Natural language region descriptions:
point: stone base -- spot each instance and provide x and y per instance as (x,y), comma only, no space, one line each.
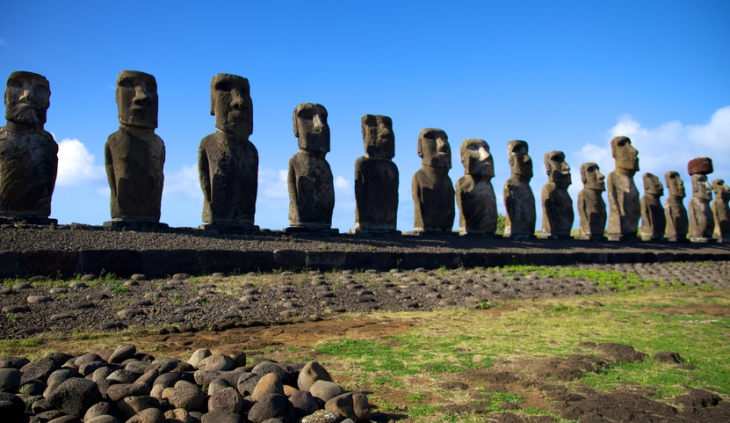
(29,220)
(131,225)
(591,237)
(622,238)
(306,230)
(229,227)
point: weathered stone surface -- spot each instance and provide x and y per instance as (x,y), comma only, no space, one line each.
(591,207)
(74,396)
(701,220)
(227,161)
(310,183)
(376,178)
(28,154)
(623,197)
(653,218)
(432,189)
(721,210)
(557,206)
(674,210)
(474,191)
(134,156)
(310,373)
(519,200)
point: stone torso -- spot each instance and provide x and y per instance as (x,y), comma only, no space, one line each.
(312,198)
(520,204)
(477,205)
(653,220)
(229,176)
(135,171)
(28,165)
(625,208)
(677,219)
(376,194)
(592,212)
(433,198)
(557,210)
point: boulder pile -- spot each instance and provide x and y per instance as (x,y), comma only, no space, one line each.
(122,385)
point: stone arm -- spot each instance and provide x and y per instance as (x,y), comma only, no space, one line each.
(204,172)
(109,165)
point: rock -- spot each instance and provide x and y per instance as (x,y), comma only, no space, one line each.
(216,362)
(199,355)
(270,383)
(187,396)
(75,396)
(272,406)
(325,390)
(352,405)
(310,373)
(9,379)
(227,400)
(149,415)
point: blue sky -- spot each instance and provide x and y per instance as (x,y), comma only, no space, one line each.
(561,75)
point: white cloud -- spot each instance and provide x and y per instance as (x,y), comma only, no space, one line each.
(184,182)
(76,165)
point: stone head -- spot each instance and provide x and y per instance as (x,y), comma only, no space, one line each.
(476,158)
(519,161)
(434,149)
(231,104)
(721,190)
(311,128)
(377,134)
(701,189)
(652,185)
(27,98)
(592,177)
(625,155)
(675,184)
(137,99)
(557,169)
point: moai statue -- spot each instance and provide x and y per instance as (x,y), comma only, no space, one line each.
(721,211)
(518,198)
(376,178)
(228,162)
(701,221)
(674,210)
(474,191)
(623,197)
(432,189)
(591,207)
(28,154)
(134,155)
(653,220)
(311,187)
(557,206)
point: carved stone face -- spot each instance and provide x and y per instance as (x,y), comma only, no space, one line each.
(27,98)
(434,149)
(721,190)
(592,177)
(311,128)
(377,134)
(675,184)
(519,161)
(652,185)
(625,155)
(231,104)
(137,99)
(557,169)
(701,188)
(476,158)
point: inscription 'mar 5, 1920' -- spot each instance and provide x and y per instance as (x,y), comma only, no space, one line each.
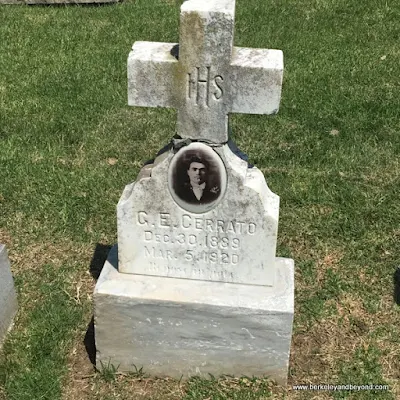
(204,248)
(201,87)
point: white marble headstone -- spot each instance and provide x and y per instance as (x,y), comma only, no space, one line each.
(197,289)
(229,233)
(205,77)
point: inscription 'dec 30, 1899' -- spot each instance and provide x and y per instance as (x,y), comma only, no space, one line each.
(213,245)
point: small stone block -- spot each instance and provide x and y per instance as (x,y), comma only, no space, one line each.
(181,327)
(8,298)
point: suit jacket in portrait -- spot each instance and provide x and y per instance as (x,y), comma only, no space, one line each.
(209,194)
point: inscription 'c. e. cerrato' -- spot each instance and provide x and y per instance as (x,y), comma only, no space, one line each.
(163,220)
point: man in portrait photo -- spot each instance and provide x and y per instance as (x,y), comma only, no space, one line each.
(196,188)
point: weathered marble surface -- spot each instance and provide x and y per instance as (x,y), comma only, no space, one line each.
(205,77)
(181,327)
(233,242)
(8,298)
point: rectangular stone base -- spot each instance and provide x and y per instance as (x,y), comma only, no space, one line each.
(8,297)
(180,327)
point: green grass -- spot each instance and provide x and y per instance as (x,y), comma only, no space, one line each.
(69,144)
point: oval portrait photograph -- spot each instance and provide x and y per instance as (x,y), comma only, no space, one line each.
(197,178)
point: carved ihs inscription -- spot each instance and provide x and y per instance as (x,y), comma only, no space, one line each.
(202,87)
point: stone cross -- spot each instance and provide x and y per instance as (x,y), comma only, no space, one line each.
(205,77)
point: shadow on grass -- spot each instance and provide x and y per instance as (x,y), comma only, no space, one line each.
(99,258)
(396,283)
(89,342)
(100,255)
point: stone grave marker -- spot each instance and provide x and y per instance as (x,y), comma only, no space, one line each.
(8,298)
(194,286)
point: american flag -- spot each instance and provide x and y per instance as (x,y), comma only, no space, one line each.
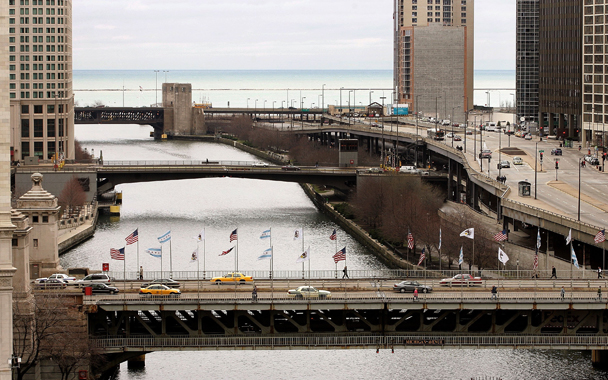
(226,252)
(422,257)
(132,238)
(501,236)
(117,254)
(340,255)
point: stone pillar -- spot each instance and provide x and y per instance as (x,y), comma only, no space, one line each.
(6,226)
(43,212)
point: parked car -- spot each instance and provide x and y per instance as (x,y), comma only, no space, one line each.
(409,286)
(302,292)
(94,278)
(461,279)
(163,281)
(592,160)
(159,290)
(232,277)
(51,283)
(486,153)
(102,288)
(63,277)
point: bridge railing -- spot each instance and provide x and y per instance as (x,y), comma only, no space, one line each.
(360,274)
(353,340)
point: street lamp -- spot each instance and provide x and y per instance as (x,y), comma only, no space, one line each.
(156,91)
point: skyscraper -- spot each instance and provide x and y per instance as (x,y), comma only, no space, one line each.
(40,79)
(433,68)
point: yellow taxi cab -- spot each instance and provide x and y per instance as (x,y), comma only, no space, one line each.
(234,277)
(159,290)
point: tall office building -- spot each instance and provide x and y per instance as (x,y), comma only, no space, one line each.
(560,66)
(595,73)
(433,52)
(40,73)
(527,40)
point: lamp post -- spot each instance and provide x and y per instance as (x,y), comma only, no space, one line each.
(156,90)
(322,97)
(382,154)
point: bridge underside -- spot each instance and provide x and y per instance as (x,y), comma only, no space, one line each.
(307,326)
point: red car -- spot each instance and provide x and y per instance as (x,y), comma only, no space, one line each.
(461,279)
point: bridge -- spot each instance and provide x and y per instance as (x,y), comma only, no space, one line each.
(359,314)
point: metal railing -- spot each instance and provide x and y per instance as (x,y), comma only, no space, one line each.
(354,340)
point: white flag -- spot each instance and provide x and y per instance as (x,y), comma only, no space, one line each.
(574,259)
(502,256)
(304,256)
(194,257)
(469,232)
(200,236)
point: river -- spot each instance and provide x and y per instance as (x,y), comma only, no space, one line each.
(222,204)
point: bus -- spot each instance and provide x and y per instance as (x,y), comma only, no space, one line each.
(435,134)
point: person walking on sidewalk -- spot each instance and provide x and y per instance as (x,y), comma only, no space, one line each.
(494,292)
(553,273)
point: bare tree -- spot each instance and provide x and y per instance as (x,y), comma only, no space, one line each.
(72,197)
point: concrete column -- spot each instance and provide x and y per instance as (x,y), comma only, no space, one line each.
(6,226)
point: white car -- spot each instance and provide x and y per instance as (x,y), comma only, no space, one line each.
(63,277)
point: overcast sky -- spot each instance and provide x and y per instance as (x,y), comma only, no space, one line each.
(262,34)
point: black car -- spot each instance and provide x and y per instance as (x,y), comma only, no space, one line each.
(409,286)
(51,283)
(163,281)
(102,288)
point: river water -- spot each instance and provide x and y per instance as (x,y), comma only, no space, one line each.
(223,204)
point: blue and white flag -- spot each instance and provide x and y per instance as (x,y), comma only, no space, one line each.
(154,252)
(439,239)
(267,254)
(165,238)
(574,259)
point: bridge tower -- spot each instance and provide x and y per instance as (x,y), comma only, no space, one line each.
(43,211)
(181,118)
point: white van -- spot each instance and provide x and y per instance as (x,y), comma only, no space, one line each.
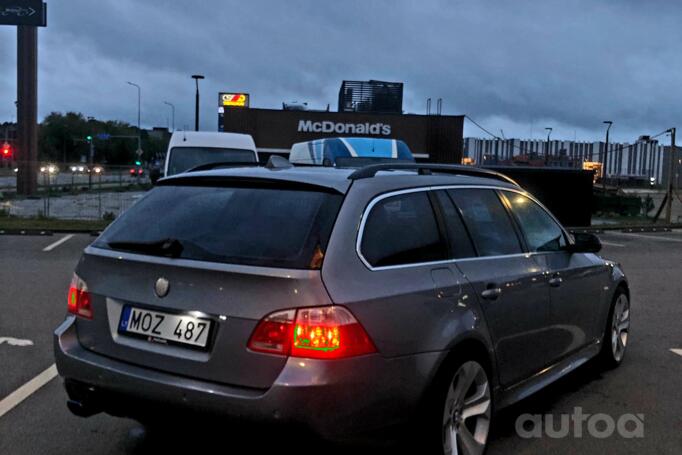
(189,149)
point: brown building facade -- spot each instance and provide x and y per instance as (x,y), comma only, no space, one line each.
(436,138)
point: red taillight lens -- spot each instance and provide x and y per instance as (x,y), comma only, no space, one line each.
(329,332)
(273,333)
(79,298)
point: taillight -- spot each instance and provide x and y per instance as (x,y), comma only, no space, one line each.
(273,333)
(329,332)
(79,302)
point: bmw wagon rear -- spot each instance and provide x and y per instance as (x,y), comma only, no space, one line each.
(207,295)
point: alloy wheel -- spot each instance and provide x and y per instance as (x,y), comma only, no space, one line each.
(620,326)
(467,412)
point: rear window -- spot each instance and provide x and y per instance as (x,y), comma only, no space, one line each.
(182,159)
(269,227)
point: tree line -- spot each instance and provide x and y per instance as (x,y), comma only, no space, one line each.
(63,138)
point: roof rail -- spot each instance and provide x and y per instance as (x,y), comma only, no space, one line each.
(426,168)
(209,166)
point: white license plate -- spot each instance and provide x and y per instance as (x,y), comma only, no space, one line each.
(178,328)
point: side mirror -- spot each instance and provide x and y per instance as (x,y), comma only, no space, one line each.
(585,243)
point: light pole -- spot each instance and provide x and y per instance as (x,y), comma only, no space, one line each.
(172,113)
(606,151)
(671,170)
(196,78)
(139,131)
(549,131)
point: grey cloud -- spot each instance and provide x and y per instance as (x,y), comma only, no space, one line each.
(571,64)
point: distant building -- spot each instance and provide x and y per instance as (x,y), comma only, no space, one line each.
(642,160)
(377,97)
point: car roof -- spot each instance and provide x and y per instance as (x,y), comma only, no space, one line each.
(338,179)
(211,139)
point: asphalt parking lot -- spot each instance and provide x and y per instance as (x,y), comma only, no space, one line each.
(36,272)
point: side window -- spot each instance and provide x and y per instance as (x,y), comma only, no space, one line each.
(402,230)
(542,233)
(487,220)
(460,243)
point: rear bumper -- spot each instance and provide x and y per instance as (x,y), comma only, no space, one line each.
(332,398)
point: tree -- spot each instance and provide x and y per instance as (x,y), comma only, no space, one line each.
(62,138)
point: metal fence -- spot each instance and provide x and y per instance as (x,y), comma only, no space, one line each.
(74,191)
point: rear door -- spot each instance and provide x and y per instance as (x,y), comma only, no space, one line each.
(573,279)
(510,286)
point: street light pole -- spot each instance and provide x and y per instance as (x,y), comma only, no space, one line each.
(671,169)
(606,151)
(172,113)
(549,131)
(196,78)
(139,131)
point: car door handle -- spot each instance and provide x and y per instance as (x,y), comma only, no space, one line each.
(491,293)
(555,282)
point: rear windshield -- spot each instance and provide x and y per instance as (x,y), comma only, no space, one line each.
(254,226)
(182,159)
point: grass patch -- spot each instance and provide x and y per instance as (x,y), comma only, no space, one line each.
(51,224)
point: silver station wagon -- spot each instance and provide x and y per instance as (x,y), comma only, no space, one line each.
(342,300)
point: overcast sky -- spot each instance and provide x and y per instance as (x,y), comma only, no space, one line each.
(519,66)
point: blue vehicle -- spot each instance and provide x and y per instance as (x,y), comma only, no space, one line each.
(349,151)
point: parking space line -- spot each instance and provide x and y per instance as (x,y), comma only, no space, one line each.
(611,244)
(54,245)
(650,237)
(13,399)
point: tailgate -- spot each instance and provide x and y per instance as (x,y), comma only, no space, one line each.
(233,297)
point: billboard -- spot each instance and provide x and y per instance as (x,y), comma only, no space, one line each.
(232,99)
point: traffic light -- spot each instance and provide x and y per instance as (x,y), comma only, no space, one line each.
(6,151)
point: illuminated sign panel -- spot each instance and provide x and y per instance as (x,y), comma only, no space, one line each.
(234,100)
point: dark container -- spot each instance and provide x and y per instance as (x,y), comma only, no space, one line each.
(567,193)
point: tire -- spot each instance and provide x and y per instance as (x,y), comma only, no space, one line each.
(459,413)
(616,332)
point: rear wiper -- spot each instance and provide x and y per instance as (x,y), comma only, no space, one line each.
(166,247)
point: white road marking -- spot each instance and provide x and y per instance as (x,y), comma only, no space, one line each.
(13,399)
(611,243)
(15,341)
(54,245)
(650,237)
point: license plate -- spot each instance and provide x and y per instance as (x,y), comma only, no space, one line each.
(164,327)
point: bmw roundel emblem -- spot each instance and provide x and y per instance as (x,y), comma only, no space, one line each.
(162,287)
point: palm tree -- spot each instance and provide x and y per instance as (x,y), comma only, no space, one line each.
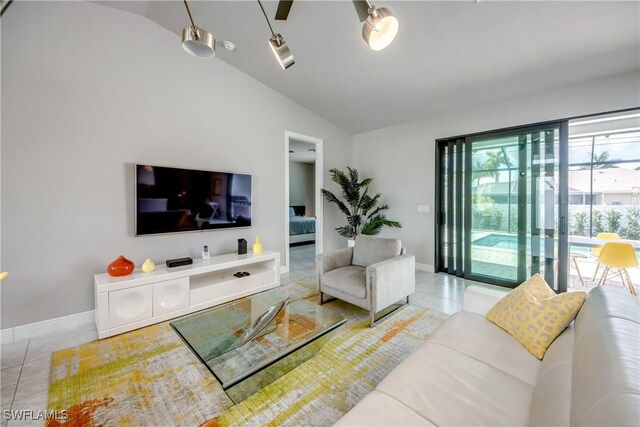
(599,159)
(363,214)
(495,159)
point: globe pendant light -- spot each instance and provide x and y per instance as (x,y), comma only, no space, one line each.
(380,27)
(196,41)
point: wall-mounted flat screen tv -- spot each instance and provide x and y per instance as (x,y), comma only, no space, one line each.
(171,200)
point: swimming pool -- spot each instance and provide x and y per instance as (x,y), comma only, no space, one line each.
(510,241)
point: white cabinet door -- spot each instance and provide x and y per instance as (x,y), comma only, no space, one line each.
(130,305)
(170,295)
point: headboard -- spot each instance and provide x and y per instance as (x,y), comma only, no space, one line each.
(299,210)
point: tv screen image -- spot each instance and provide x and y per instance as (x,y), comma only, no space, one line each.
(171,200)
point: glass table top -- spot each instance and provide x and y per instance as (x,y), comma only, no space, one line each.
(237,339)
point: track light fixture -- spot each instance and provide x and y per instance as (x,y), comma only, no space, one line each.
(196,41)
(380,27)
(278,45)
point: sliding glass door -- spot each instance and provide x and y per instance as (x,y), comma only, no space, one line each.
(500,213)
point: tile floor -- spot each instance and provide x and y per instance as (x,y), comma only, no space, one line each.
(26,363)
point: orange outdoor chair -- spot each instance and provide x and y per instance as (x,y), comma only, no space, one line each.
(596,251)
(619,256)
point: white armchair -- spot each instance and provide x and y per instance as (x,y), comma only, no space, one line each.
(374,274)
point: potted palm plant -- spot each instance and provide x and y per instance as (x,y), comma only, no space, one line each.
(364,216)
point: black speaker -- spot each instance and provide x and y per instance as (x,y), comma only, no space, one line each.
(242,246)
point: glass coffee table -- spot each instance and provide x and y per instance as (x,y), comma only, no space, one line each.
(250,342)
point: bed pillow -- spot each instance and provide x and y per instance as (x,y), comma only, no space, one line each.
(534,315)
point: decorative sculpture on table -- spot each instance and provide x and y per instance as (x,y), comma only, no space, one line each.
(148,266)
(120,267)
(257,246)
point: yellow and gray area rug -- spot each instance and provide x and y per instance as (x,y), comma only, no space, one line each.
(149,377)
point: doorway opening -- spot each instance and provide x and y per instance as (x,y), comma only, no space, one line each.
(303,201)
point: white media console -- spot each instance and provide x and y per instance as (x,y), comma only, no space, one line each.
(142,299)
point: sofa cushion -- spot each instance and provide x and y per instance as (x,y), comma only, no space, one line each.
(534,315)
(370,250)
(350,279)
(474,336)
(447,387)
(551,404)
(606,362)
(379,409)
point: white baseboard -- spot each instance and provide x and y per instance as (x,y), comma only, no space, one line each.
(6,335)
(424,267)
(47,326)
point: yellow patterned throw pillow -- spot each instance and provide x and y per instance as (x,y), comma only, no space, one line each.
(534,315)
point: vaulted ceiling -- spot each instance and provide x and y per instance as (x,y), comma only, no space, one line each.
(447,55)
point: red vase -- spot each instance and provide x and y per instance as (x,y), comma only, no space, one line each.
(120,267)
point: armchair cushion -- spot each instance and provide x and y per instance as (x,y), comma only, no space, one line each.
(392,280)
(333,259)
(350,279)
(370,250)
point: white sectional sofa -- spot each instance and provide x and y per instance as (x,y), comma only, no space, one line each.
(470,372)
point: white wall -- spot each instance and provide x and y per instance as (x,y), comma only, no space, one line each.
(401,158)
(301,186)
(87,91)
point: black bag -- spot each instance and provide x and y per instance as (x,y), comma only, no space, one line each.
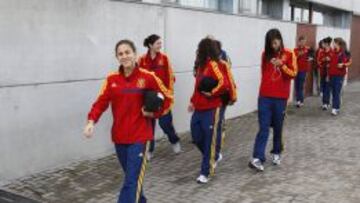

- **YOUR GOAL**
Excluding the pictures, retype the line containing "point: armchair cushion" and all lines after it down to the end of the data above.

- **EXPECTED ANSWER**
point: armchair cushion -- spot each instance and provide x and y per instance as (x,y), comma only, no space, one line each.
(392,280)
(333,259)
(350,279)
(370,250)
point: white sectional sofa -- spot each instance and provide x and y per instance as (x,y), comma only, no space, one line each.
(470,372)
point: white wall -- spot each instance and provide x and y per instance as (x,y), comma only, no space, one line each.
(401,158)
(301,186)
(87,91)
point: black bag -- spot each instance and provide x and y per instance as (x,y), comma only, no space, one line each.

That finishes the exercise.